• [Problems and tasks]:
A - Copy the article on sun exposure and MS from "More research is" up to and including "other health benefits.", substituting "sunlight exposure" for "sun exposure".
B - In one to three sentences, explain why the article on sun exposure and MS says more time outside is not necessarily healthier.

According to new study findings, people who have spent more time in the sun and those with higher vitamin D blood levels are less likely to develop multiple sclerosis.
Previous studies have shown that people living close to the equator have a lower risk of multiple sclerosis (MS) than those at higher latitudes, a difference that may be explained by more sun exposure and higher vitamin D levels in the blood. (Sun exposure triggers vitamin D synthesis in the skin.)
To investigate, researchers at The Australian National University studied more than 200 adults who started having the first symptoms of MS between 2003 and 2006.
They found a comparison group of nearly 400 people from the same regions of Australia, who matched the subjects in age and gender, but had no signs or symptoms of MS.
Participants in both groups were asked how much time they had spent in the sun and where they had lived at different points in their lives. Skin damage from the sun and the level of vitamin D in their blood were also measured.
On average, people with the first signs of MS had been exposed to a smaller "UV dose", based on how much time they had spent in the sun and how close to the equator they had lived over the course of their lives.
As well, people with early MS were less than half as likely to have high levels of skin damage caused by sun exposure and had blood vitamin D levels 5 to 10 percent lower than people without MS.
More research is needed to determine if greater sun exposure really does lower the risk of developing multiple sclerosis. Since sun exposure is associated with a higher risk of skin cancer, more time outside is not necessarily healthier. Nor do the results mean that everybody should load up on vitamin D, health experts warn.
The main message of the study is that small amounts of sun exposure are probably optimal both for maintaining vitamin D levels and for other health benefits.
The study was published in the journal Neurology.
Leslie's note: While there are no recommended vitamin D intakes to prevent MS, the Canadian Cancer Society advises adults to take 1000 international units (IU) of vitamin D daily in the fall and winter to help reduce the risk of certain cancers. Adults over 50, people with dark coloured skin and those who don't get outdoors in the summer months should supplement year round. Older adults, people with dark coloured skin and individuals who are obese may require a higher dose of vitamin D to reach a sufficient blood level. Up to 2000 IU per day is considered safe.

• [Information provided]:
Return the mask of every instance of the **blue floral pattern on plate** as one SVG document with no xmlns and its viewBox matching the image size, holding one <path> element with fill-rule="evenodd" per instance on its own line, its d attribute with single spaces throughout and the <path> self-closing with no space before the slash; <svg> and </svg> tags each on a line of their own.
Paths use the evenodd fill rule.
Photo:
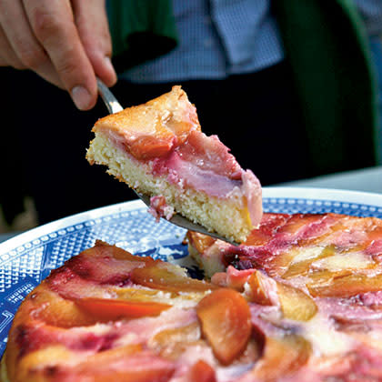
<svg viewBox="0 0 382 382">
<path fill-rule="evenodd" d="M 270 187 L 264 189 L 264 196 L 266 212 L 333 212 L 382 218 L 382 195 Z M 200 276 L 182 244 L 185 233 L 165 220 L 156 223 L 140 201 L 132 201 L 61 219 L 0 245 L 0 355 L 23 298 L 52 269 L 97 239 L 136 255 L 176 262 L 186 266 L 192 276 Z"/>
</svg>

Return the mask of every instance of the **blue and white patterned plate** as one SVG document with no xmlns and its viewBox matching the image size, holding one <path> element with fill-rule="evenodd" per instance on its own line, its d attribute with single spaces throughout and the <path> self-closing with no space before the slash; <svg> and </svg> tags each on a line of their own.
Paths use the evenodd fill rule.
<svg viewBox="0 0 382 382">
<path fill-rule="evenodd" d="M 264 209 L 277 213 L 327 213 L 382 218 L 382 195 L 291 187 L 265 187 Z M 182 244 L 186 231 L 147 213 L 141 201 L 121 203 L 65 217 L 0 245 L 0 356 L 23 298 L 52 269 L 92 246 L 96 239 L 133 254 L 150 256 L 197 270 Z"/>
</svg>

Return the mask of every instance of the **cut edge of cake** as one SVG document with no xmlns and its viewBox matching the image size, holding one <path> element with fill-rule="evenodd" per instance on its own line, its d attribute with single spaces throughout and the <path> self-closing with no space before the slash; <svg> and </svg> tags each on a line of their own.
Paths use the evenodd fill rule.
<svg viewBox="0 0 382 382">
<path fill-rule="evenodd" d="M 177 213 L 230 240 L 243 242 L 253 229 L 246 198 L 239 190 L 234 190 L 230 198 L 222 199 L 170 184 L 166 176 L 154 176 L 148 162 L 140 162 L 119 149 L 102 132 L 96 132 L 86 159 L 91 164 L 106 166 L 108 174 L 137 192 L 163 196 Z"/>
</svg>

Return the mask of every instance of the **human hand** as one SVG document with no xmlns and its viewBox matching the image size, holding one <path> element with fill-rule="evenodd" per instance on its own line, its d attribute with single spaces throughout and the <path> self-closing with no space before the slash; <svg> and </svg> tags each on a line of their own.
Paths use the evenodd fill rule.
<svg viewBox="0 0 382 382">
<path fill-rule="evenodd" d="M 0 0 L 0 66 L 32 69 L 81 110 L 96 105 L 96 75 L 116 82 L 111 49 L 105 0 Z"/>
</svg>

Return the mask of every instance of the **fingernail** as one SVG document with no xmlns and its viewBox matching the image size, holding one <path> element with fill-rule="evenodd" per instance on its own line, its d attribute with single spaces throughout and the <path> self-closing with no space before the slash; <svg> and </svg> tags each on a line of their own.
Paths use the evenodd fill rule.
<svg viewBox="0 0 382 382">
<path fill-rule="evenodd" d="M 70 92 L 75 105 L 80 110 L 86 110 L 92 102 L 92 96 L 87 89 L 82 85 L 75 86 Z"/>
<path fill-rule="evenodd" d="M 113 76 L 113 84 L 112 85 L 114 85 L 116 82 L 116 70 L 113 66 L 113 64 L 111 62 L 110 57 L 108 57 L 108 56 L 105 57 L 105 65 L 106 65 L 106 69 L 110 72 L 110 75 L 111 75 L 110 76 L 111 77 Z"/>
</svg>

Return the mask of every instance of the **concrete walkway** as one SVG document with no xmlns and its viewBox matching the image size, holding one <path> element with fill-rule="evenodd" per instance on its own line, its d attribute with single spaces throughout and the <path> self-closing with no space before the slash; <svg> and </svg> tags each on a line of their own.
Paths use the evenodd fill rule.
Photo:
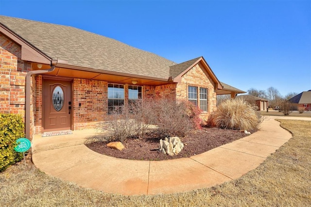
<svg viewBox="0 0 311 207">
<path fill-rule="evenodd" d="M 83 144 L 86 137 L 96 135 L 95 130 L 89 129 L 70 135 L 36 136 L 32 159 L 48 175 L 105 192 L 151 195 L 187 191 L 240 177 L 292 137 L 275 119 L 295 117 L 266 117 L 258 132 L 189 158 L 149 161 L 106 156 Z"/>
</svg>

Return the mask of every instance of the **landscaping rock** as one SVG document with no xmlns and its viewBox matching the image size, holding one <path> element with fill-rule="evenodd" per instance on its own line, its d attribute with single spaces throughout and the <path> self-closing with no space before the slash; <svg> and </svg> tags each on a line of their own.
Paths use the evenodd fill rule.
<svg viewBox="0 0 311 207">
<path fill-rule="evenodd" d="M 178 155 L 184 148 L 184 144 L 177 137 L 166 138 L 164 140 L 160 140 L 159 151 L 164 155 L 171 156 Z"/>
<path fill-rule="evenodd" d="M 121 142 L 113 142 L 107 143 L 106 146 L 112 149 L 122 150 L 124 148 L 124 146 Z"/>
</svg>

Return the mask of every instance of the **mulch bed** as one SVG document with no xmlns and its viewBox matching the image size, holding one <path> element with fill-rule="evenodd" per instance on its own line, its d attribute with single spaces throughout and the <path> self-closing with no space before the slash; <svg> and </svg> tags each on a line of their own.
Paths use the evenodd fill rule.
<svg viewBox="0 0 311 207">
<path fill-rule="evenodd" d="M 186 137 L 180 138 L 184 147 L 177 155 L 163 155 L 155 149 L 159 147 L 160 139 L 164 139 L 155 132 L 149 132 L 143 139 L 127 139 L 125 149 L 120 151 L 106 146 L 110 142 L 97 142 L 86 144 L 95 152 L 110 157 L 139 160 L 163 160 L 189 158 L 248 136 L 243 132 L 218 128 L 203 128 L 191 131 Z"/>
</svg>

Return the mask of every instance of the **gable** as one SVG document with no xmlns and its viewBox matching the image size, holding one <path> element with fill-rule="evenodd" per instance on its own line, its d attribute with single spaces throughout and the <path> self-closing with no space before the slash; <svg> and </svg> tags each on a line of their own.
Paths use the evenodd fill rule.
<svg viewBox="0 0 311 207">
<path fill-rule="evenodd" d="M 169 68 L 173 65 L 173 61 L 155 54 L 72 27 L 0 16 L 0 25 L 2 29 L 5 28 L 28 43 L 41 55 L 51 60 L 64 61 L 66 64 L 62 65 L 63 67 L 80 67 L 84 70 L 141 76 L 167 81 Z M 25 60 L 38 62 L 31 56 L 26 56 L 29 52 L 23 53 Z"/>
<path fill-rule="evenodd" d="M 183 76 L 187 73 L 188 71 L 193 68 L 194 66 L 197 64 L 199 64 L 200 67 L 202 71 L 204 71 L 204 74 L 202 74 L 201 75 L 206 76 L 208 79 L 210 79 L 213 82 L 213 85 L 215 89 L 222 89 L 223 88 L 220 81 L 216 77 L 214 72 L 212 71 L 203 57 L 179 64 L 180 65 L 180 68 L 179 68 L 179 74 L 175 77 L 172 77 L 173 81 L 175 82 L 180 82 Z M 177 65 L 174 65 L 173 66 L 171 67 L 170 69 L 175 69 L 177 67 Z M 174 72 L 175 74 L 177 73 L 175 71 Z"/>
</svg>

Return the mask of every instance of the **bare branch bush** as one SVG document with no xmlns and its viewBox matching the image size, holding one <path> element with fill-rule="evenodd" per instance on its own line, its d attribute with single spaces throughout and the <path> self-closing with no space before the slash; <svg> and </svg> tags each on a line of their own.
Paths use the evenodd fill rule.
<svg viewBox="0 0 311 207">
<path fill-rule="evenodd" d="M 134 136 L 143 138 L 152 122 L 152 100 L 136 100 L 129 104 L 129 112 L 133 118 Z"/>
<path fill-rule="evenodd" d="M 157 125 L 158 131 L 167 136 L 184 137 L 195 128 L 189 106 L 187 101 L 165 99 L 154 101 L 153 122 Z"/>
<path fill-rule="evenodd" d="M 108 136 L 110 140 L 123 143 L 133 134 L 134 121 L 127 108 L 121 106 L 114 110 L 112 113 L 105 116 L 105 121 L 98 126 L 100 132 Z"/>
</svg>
==
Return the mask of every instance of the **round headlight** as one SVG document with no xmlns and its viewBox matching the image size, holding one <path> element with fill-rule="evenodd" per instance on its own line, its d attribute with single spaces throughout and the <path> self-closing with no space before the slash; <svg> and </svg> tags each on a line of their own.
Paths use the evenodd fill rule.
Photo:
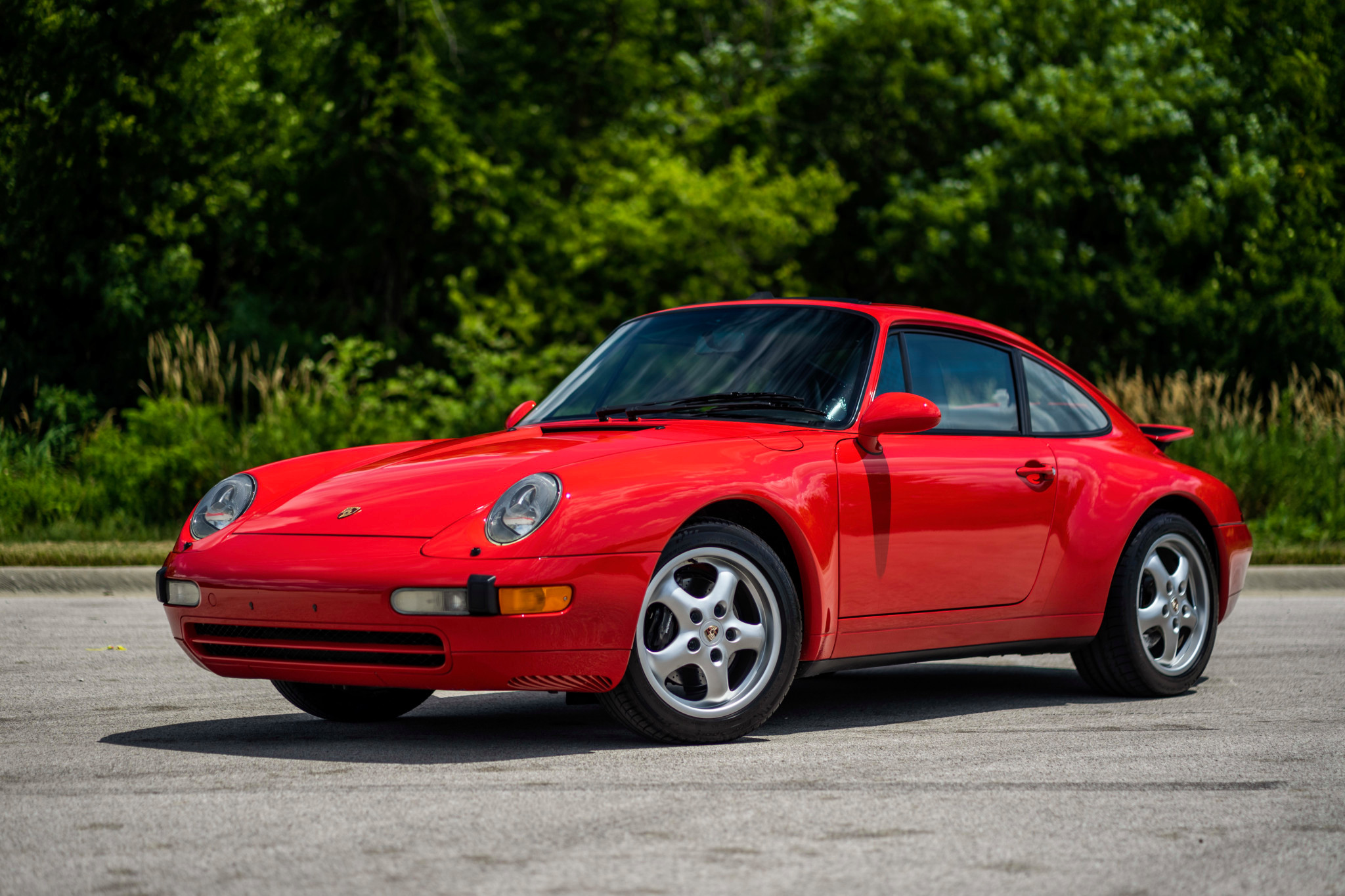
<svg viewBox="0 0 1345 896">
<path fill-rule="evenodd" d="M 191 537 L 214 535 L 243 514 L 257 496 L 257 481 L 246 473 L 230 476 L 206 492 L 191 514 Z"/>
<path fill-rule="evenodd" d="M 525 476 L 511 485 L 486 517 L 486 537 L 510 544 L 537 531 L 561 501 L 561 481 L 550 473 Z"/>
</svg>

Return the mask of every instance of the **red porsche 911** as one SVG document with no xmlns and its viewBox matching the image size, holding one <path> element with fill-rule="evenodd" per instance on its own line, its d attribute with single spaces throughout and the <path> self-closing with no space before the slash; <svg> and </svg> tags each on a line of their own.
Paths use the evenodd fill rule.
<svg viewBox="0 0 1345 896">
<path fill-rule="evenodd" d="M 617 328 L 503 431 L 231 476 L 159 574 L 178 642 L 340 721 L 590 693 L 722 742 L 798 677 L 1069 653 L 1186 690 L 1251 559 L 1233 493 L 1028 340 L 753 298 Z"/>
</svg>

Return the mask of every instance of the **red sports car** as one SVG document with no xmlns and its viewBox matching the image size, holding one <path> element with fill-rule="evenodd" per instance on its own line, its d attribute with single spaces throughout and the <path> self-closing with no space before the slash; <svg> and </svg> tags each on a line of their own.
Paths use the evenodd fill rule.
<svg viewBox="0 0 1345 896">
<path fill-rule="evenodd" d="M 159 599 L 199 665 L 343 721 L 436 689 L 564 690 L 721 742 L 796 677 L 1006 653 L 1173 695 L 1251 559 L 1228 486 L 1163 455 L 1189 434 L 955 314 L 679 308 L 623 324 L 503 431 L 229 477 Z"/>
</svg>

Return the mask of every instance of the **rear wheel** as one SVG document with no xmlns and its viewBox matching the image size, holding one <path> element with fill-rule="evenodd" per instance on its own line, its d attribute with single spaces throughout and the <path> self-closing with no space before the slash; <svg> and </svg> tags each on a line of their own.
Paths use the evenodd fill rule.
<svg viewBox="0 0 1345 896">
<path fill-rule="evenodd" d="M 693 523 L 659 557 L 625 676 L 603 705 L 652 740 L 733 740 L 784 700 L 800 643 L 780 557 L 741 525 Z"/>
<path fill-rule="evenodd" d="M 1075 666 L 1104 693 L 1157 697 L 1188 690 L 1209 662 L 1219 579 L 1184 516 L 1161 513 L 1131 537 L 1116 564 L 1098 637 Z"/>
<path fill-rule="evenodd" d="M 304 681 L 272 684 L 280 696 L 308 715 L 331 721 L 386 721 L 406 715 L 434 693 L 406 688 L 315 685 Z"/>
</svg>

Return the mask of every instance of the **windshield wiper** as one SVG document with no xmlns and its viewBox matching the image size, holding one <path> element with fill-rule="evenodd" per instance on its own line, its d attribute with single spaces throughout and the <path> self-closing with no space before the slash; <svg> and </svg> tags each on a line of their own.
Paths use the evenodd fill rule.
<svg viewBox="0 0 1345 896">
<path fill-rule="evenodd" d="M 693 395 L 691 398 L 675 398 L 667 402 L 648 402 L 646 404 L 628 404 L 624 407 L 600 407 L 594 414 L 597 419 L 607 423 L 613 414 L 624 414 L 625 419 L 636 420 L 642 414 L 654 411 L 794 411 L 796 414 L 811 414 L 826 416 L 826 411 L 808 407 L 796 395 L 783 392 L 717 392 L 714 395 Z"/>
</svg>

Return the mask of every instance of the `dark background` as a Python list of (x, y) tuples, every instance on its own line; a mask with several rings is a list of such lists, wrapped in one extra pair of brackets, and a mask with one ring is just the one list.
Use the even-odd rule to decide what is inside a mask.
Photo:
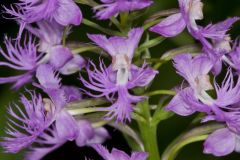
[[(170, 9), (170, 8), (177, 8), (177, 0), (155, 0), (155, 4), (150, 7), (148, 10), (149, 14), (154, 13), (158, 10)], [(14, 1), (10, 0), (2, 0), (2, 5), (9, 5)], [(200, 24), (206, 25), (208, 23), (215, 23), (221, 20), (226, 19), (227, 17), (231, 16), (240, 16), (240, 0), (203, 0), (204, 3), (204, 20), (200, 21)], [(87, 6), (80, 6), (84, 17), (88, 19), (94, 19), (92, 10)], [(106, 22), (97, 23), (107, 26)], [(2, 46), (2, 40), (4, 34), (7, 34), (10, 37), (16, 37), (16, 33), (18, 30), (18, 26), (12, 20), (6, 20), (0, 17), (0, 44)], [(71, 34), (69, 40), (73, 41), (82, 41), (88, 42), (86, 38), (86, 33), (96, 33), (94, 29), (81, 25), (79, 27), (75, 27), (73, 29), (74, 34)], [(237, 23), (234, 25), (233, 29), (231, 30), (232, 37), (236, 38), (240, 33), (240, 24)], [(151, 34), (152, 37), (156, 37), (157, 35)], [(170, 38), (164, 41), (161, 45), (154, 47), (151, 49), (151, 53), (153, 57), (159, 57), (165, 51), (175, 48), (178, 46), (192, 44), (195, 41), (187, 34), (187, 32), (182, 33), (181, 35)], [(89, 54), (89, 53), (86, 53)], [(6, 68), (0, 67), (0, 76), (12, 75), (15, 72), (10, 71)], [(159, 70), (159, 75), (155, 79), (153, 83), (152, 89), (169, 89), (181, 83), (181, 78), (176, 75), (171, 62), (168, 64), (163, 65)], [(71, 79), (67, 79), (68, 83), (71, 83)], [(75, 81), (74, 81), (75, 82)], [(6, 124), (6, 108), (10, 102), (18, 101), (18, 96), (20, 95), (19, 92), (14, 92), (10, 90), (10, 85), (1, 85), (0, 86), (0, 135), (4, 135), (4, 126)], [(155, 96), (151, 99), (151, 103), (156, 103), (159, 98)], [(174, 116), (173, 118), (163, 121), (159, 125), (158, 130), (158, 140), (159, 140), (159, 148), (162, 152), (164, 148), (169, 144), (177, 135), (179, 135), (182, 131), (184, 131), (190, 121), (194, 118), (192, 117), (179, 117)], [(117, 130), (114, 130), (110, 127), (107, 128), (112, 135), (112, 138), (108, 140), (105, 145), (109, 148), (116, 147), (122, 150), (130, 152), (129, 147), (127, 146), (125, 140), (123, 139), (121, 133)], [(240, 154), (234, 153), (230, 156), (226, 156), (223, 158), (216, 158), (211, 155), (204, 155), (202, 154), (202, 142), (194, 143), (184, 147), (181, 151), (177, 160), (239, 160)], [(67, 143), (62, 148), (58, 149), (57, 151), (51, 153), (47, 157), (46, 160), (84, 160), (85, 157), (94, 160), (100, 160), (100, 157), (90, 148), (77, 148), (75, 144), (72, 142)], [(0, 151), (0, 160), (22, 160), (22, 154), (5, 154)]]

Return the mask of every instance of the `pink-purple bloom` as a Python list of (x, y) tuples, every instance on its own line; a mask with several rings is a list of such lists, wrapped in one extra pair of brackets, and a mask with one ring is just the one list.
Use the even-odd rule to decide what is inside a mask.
--
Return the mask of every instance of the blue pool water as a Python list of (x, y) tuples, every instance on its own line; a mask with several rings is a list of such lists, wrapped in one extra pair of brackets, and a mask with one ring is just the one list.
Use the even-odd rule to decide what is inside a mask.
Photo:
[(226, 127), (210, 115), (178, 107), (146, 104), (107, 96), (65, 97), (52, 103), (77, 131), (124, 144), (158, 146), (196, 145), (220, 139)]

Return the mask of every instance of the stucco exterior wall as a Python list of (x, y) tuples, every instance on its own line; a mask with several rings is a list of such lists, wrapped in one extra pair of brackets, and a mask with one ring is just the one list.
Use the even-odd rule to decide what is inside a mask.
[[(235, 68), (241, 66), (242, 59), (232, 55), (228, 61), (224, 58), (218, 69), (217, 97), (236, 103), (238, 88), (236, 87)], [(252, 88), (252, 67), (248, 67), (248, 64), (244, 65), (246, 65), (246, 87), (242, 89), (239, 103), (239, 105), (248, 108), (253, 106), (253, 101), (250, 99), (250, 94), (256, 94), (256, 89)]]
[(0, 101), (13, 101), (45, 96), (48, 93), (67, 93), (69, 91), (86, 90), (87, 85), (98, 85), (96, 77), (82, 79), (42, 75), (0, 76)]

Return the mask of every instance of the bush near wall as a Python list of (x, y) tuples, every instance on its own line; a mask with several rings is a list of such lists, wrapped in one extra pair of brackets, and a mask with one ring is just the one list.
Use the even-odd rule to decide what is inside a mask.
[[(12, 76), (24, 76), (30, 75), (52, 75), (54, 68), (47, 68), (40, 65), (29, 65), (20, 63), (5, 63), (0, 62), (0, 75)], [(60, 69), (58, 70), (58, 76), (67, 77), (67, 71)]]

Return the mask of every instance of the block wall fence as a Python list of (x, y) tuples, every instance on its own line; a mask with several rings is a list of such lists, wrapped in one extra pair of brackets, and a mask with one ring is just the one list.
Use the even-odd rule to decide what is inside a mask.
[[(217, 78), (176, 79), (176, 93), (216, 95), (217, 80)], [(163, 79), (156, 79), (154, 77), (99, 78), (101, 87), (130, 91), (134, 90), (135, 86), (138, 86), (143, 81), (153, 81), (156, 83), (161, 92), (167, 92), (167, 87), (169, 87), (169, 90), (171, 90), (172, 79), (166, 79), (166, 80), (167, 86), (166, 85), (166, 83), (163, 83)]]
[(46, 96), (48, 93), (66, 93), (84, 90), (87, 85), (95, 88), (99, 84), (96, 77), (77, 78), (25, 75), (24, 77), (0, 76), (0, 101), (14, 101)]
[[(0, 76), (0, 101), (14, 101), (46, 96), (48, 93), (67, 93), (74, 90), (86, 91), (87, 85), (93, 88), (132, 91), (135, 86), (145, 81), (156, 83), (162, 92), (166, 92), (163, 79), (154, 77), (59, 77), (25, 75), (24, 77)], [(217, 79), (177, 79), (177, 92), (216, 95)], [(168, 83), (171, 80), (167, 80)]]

• [Answers for each item]:
A -
More research is needed to determine if greater sunlight exposure really does lower the risk of developing multiple sclerosis. Since sunlight exposure is associated with a higher risk of skin cancer, more time outside is not necessarily healthier. Nor do the results mean that everybody should load up on vitamin D, health experts warn.
The main message of the study is that small amounts of sunlight exposure are probably optimal both for maintaining vitamin D levels and for other health benefits.

B - Sun exposure is linked to a higher risk of skin cancer. So spending more time outside is not necessarily healthier.